>> Start Document extract

I have a 65g tall tank (36x18x25) and am 4 weeks into stocking it with 12 demasoni, 8 yellow labs, and 7 rusties. Your best bet would be to stick with the smaller species like Afra OR demasoni. I would not put both of those species together though do to similar markings and aggressive nature. If you go with demasoni, make sure you have plenty of them (8-12+) or they will end up killing each other. They are highly aggressive. I have been told here on the forum that demasoni should be by themselves or one other species max in a 3ft tank. We are limited by our 3ft tanks, and really cannot have the variety we would like. If I had it to do over, I would have done only the labs and demasoni in smaller numbers. I would suggest picking no more than two species and definitely dwarf species to put in your tank. It has worked out well for me getting all juvenile cichlids and all of them @ once when stocking my mbuna tank. My problem is too many fish once they reach mature size, so I am going to take out the rusties and place them in a single species tank like a 46g bow front or something. Good luck and happy fish keeping!

>> End Document extract
>> Start Supplied data

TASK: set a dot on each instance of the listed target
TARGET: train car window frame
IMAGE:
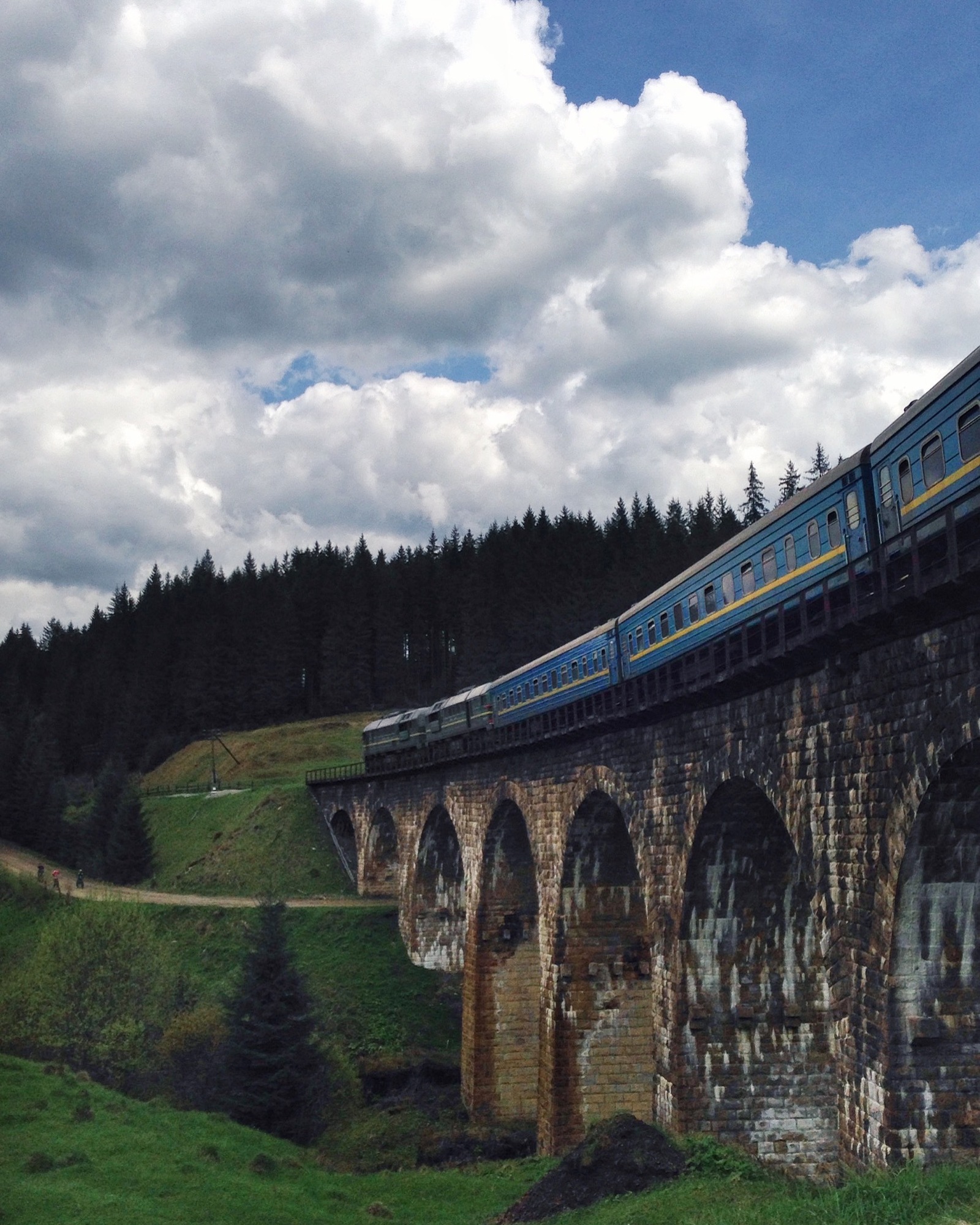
(934, 461)
(970, 424)
(813, 539)
(852, 510)
(906, 484)
(770, 567)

>> End Supplied data

# Exercise task A:
Rewrite the listing above, replacing "train car window frame" with "railcar window frame" and changing nothing else. Leave the picture out of your answer.
# Exercise task B:
Continue the forum post about stocking a 65-gallon mbuna tank from the point where it stops.

# Right answer A:
TASK: set a dot on each instance of the listed target
TARGET: railcar window frame
IMAGE:
(934, 461)
(970, 424)
(813, 539)
(852, 510)
(906, 484)
(770, 567)

# Right answer B:
----------



## crazycolt42 (Nov 10, 2013)

Oh, and back to your original question, I did not know how to really figure out proper "overstocking" for a mbuna tank, but someone on the forum suggested figuring the area of the floor of your aquarium (36x18) and using that as a guide. from his math estimates, I would say normal stocking would be 8-10, and acceptable overstocking would be 12-14 @ mature size IF you go with smaller species.


----------



## Austinite (Jul 27, 2013)

Once the tank is cycled, I would add all the fist at once. You could order online & get exactly what you want, and only pay shipping once. It's the most effective way to go, imo.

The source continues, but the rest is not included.